## Materials provided
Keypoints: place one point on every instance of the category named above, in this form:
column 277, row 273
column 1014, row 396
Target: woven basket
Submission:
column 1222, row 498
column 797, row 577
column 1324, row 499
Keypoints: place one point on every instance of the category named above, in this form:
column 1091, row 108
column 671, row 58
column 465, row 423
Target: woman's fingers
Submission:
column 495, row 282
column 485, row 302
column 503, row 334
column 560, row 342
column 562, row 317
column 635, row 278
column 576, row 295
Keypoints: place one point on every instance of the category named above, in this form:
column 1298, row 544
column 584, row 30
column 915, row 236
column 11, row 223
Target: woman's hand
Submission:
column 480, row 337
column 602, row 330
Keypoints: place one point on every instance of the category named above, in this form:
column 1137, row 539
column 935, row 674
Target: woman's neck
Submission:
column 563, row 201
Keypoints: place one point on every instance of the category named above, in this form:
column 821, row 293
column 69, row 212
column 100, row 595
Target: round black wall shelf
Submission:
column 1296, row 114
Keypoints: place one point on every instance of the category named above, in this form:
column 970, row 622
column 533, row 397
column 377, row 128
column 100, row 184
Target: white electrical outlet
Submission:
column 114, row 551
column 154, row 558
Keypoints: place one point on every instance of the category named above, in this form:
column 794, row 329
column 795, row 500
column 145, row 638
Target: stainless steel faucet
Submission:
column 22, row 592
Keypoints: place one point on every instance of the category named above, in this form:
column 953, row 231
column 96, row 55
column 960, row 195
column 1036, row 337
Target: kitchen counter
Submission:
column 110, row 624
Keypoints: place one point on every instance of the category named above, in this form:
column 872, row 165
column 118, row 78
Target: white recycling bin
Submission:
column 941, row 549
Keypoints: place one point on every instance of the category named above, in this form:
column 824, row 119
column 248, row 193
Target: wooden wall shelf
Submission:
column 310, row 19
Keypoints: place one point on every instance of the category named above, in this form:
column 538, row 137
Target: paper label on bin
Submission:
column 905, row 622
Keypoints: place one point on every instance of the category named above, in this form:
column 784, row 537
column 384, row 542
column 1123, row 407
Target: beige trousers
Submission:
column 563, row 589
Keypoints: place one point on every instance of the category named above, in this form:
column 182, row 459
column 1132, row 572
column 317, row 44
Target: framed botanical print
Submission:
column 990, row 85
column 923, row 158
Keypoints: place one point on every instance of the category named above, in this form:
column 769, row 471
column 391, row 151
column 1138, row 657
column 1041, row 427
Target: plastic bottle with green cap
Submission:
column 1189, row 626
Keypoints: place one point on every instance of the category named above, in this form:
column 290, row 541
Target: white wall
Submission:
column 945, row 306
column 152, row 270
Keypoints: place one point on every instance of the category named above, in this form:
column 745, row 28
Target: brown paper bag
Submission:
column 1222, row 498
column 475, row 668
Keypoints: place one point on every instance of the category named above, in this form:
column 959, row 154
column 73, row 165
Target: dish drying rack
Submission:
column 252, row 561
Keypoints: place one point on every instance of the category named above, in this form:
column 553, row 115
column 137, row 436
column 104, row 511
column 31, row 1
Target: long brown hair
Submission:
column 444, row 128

...

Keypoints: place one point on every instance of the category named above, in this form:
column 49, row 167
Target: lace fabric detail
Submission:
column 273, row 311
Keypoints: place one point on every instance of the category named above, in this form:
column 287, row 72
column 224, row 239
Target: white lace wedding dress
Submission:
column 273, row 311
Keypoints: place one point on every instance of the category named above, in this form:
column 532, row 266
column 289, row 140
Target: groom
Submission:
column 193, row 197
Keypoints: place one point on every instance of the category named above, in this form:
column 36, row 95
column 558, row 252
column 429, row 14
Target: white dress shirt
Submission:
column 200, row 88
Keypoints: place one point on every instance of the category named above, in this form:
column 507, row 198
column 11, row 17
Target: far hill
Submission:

## Instructions for the task
List every line above that contains the word "wall".

## The response
Target: round black wall shelf
Target: wooden wall shelf
Target: white wall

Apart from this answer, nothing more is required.